— Start Task data —
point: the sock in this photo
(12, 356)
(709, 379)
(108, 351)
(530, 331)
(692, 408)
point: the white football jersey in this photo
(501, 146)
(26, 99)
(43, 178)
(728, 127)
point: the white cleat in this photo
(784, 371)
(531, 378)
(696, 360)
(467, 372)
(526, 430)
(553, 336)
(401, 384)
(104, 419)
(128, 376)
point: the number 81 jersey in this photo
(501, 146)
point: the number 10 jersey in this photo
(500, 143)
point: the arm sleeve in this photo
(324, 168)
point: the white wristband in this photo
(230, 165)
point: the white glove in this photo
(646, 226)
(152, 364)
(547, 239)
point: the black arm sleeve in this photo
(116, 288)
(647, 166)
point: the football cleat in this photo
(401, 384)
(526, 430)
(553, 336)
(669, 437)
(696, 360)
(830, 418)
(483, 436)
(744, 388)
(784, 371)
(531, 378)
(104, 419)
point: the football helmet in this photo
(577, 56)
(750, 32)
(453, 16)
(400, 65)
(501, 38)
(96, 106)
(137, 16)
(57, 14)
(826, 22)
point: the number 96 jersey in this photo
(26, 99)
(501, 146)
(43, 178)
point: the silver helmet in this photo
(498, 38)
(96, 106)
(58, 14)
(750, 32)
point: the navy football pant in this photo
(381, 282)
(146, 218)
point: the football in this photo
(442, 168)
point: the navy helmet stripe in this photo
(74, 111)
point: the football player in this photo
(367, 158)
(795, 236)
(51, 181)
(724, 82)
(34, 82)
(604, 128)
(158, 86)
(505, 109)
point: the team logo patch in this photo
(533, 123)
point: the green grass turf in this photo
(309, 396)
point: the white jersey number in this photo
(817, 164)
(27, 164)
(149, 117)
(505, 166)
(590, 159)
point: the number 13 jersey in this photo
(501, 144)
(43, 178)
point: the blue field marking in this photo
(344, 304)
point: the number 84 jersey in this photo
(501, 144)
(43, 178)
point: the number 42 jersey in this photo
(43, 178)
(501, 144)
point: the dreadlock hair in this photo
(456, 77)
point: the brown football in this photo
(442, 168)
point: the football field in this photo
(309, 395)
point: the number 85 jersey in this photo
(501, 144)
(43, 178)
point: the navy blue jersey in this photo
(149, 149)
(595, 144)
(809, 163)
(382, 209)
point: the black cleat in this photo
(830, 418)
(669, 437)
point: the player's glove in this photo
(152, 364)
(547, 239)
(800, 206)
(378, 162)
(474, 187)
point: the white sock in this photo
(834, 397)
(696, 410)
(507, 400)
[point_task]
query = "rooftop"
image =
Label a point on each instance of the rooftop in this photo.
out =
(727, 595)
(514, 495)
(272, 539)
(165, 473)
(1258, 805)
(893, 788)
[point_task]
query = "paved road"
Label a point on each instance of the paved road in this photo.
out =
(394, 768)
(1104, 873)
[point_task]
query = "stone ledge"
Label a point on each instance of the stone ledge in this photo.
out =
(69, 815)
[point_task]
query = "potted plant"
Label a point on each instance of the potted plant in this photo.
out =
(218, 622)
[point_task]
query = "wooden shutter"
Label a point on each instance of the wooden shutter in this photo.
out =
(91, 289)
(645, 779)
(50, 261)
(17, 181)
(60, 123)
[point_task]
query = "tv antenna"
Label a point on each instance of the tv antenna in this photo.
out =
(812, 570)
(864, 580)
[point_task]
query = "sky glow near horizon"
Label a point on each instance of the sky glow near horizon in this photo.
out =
— End Task data —
## Stated task
Copy all of the material above word for word, line by line, keeping every line in its original order.

## Expected answer
point: the sock in this photo
(12, 356)
(709, 379)
(108, 351)
(530, 331)
(692, 408)
point: the white football jersey in this photo
(501, 146)
(26, 99)
(43, 178)
(728, 127)
point: the white cleat in this photo
(784, 371)
(531, 378)
(696, 360)
(467, 372)
(526, 430)
(553, 336)
(401, 384)
(104, 419)
(128, 376)
point: the number 81 jersey in this photo
(501, 146)
point: the number 10 jersey in this photo
(500, 143)
point: the arm sleeve in this photo
(324, 168)
point: the white wristband in this photo
(230, 165)
point: the white glove in this photo
(646, 226)
(152, 364)
(547, 239)
point: the black arm sleeve in this photo
(116, 288)
(647, 166)
point: the football cleat in this photo
(401, 384)
(526, 430)
(553, 336)
(669, 437)
(696, 360)
(830, 418)
(483, 436)
(744, 388)
(784, 371)
(531, 378)
(104, 419)
point: the football helmet in this photo
(577, 56)
(750, 32)
(453, 16)
(400, 65)
(501, 38)
(96, 106)
(137, 16)
(57, 14)
(826, 22)
point: the number 96 jersey in this photo
(26, 99)
(501, 146)
(43, 178)
point: the silver helmet in this photo
(498, 38)
(96, 106)
(58, 14)
(750, 32)
point: the navy football pant in this photo
(381, 282)
(146, 218)
point: the football in this photo
(442, 168)
point: the navy helmet stripe in this photo
(74, 111)
point: the football player in this photo
(367, 158)
(795, 236)
(51, 181)
(724, 82)
(34, 82)
(604, 128)
(158, 86)
(505, 109)
point: the team logo patch in this photo
(533, 123)
point: the green grass turf in this photo
(309, 396)
point: the white jersey number in this photo
(817, 164)
(27, 164)
(149, 117)
(505, 166)
(590, 159)
point: the number 13 jersey in this photo
(501, 144)
(43, 178)
point: the blue field marking in this photo
(344, 304)
point: the number 84 jersey in this photo
(501, 144)
(43, 178)
point: the number 42 jersey in this photo
(43, 178)
(501, 144)
point: the dreadlock hair in this photo
(456, 77)
point: the brown football in this photo
(442, 168)
point: the football field in this photo
(309, 395)
point: the number 85 jersey in this photo
(501, 144)
(43, 178)
point: the navy blue jersey in this photo
(149, 149)
(595, 144)
(809, 163)
(382, 209)
point: the black cleat in this photo
(830, 418)
(669, 437)
point: the player's glove in this photo
(152, 364)
(547, 239)
(800, 206)
(378, 162)
(474, 187)
point: the white sock in this photo
(834, 397)
(696, 410)
(507, 400)
[point_task]
query = "rooftop"
image =
Label a point on each instance of the rooftop in this photo.
out =
(727, 595)
(514, 495)
(272, 539)
(165, 473)
(1258, 805)
(893, 788)
[point_task]
query = "paved road"
Label a point on each instance of the paved road in this photo.
out =
(394, 768)
(1104, 873)
[point_task]
query = "stone ledge"
Label a point on each instance of the stone ledge in this photo.
out =
(69, 815)
[point_task]
query = "potted plant"
Label a point on each instance of the potted plant in this photo.
out =
(218, 622)
[point_task]
query = "wooden shutter"
Label a point on each instance of the wooden shutter in this photo.
out =
(91, 289)
(645, 779)
(50, 261)
(17, 181)
(60, 123)
[point_task]
query = "tv antenna"
Label a point on each instance of the tv antenna in this photo.
out =
(812, 570)
(864, 580)
[point_task]
query = "sky glow near horizon"
Label a point on each instance of the sky glow near horizon in this photo.
out =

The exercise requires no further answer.